Data entries:
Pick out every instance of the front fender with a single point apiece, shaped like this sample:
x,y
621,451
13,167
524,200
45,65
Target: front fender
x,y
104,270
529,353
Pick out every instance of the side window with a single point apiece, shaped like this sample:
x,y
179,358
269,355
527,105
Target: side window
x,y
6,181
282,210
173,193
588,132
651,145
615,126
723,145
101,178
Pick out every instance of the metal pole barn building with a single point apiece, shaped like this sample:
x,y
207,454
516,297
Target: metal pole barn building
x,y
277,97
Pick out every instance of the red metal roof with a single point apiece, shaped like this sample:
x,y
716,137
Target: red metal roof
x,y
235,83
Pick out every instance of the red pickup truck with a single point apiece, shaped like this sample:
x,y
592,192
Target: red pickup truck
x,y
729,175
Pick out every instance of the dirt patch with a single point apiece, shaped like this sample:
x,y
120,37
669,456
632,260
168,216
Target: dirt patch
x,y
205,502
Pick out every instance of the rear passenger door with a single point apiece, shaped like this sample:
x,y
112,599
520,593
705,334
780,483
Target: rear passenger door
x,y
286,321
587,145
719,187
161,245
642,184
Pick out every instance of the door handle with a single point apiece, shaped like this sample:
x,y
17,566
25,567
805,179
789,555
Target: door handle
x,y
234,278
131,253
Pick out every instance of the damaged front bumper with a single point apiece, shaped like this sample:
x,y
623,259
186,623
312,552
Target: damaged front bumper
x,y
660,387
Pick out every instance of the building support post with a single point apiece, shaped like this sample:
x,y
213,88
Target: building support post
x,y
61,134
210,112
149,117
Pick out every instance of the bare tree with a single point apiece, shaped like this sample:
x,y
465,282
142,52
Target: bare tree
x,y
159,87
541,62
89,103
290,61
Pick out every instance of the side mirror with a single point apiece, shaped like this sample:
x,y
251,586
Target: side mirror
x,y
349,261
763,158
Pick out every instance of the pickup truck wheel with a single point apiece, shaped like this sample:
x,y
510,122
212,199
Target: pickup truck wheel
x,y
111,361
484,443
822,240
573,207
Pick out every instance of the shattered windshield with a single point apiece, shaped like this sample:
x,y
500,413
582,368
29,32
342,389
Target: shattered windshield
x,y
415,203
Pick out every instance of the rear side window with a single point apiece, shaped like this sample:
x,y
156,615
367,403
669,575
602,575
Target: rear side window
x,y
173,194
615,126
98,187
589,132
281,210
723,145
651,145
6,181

_JOB_. Give back, unchanged, every line from the one with "Pick out every instance of the bare" to the end of the entries above.

_RESULT OF THE EXERCISE_.
Pick out every instance of the bare tree with a single point apiece, shaped like this sample:
x,y
465,282
142,52
Target: bare tree
x,y
159,87
541,62
89,103
290,61
Pick out every instance of the side mirror with a single point apiece, shaped like this sample:
x,y
251,586
Target: side mirror
x,y
349,261
763,158
Pick out every instance of the pickup truck wheel with a single point apiece, shaped like this sample:
x,y
510,122
212,199
Target: pickup truck wheel
x,y
111,361
484,443
822,240
573,207
Pick out every instance of the shattered windshield with a single point apiece, shaped like this sample:
x,y
500,413
582,368
29,32
342,389
Target: shattered windshield
x,y
415,203
Pick out every instance of the rear side window with a single point apiece, shaped like this sample:
x,y
156,615
367,403
669,575
602,575
Target: rear side window
x,y
173,194
615,126
98,187
589,132
281,210
723,145
651,145
6,181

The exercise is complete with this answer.